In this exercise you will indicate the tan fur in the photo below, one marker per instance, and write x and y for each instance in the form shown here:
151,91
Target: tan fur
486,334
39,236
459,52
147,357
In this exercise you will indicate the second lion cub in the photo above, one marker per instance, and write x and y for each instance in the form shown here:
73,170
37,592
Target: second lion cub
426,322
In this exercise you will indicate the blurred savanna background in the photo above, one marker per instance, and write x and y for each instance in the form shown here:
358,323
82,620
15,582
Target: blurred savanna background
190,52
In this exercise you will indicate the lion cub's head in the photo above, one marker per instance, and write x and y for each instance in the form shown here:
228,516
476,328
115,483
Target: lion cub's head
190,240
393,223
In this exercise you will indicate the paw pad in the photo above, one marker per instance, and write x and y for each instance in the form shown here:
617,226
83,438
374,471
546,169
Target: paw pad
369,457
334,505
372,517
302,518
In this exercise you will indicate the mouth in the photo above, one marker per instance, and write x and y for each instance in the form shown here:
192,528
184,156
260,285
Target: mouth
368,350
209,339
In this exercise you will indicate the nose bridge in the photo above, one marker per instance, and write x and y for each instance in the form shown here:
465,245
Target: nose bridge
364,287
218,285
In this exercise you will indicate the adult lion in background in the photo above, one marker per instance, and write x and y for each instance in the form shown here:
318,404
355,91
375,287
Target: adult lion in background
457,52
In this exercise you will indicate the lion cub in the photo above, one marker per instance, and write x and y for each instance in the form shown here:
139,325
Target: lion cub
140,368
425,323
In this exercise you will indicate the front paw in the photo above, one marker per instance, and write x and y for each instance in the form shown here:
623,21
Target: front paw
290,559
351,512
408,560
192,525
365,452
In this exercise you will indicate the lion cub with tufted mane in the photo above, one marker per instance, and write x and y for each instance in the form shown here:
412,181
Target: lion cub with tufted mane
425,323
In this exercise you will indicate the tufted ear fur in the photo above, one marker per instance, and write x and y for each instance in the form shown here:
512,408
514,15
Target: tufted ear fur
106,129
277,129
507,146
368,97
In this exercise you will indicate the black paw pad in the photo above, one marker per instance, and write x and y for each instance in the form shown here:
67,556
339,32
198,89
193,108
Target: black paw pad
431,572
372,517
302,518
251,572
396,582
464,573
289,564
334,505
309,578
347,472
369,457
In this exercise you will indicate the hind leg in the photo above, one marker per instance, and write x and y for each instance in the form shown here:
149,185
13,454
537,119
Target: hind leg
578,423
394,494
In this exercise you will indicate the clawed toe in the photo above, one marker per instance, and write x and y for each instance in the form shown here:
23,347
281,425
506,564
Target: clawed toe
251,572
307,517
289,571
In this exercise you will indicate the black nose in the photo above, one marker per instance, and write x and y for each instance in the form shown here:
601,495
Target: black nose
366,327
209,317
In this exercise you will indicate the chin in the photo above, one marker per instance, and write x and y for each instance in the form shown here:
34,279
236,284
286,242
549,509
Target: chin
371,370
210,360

━━━━━━

TASK REQUIREMENTS = Reproduce the listing in full. Keep it exactly as written.

OUTPUT =
In this exercise you will indicate the tan fur in the photo below, one marker per instance, and write x and y for each instance in the form shown here:
151,91
Target: tan fur
486,334
39,236
459,52
147,357
In this exercise you will indicate the second lion cub in the photo above, one marker per instance, and write x and y for each instance in the form shown here:
73,170
37,592
Target: second lion cub
426,322
In this exercise you will indicate the blurred savanna background in the photo above, one marker per instance, and write x and y for each instance in the form shown here:
358,323
82,620
15,582
Target: blurred savanna background
190,52
In this exercise you will indicate the lion cub's head in the photo above, one marker per instance, and write x and y for each instance in the form shown here:
228,516
476,328
115,483
Target: lion cub's head
190,240
393,223
In this exercise you will indicate the paw pad in the photo above, one marker per instance, and write x and y for each instance in the form shown here:
617,226
83,438
374,471
546,169
Target: paw pad
369,457
334,505
372,517
302,518
In this exercise you will indicate the mouth in the photo above, one marker per instance, and write x and y for each instance in the form shown here:
192,528
184,156
260,285
Target: mouth
368,350
209,339
In this exercise you will indicate the nose bridge in the photo above, one marker per instance, and write x and y for each instance in the form shown here:
465,245
Target: nose bridge
364,287
218,285
In this exercise you will indicate the adult lion in background in the photo above, one marker per instance, and write x and y for each instance in the form shown here:
318,404
355,91
375,287
Target: adult lion in background
457,52
In this exercise you will indicate the lion cub in the photo above, one marker per instance, and write x and y for each instance in the form shown here:
139,325
Target: lion cub
140,368
425,323
In this exercise you will indicate the front paw in the photo above, one marker per instance, and write x and y for each instance in the form shown here:
623,21
Target: front paw
290,559
351,512
408,560
192,525
365,452
In this exercise you will indicate the lion cub with tufted mane in the photo above, one marker per instance, and write x and y for each instance in the form shown here:
412,181
Target: lion cub with tufted mane
425,323
In this exercise you will indicate the tufted ear fur in the photo above, one marker per instance, and write x and y for each instance in the form shown here:
512,408
514,15
Target: tufted ear fur
106,129
277,129
507,146
368,97
In this exercise you will indicate the black paw pad in the photo above, one marker per instance, and write x and y for each instance in the form shown here:
67,556
339,32
198,89
193,108
Target: black paw pad
431,572
372,517
302,518
251,572
396,582
464,573
289,564
334,505
309,578
347,472
369,457
In this exercise you will indicate the hind leg in the photo above, one marker per instance, and write x and y for each instance in the form shown here:
149,185
13,454
537,119
Target: hind leg
578,423
394,494
In this exercise you will indicate the clawed toe in the photo above, one marker per instance, and write x and y for each instance in the form shown here:
23,347
281,425
506,564
Target: clawed toe
251,572
307,517
289,571
In this exercise you will indicate the black nose in the photo above, one marker per instance, and write x and y for each instance in the form shown here:
601,495
Target: black nose
366,327
209,317
In this exercise you will indicate the chin in the photo above, one marker per instance, and write x and y for each instance in the form shown here:
34,279
236,284
286,242
549,509
Target: chin
371,370
210,360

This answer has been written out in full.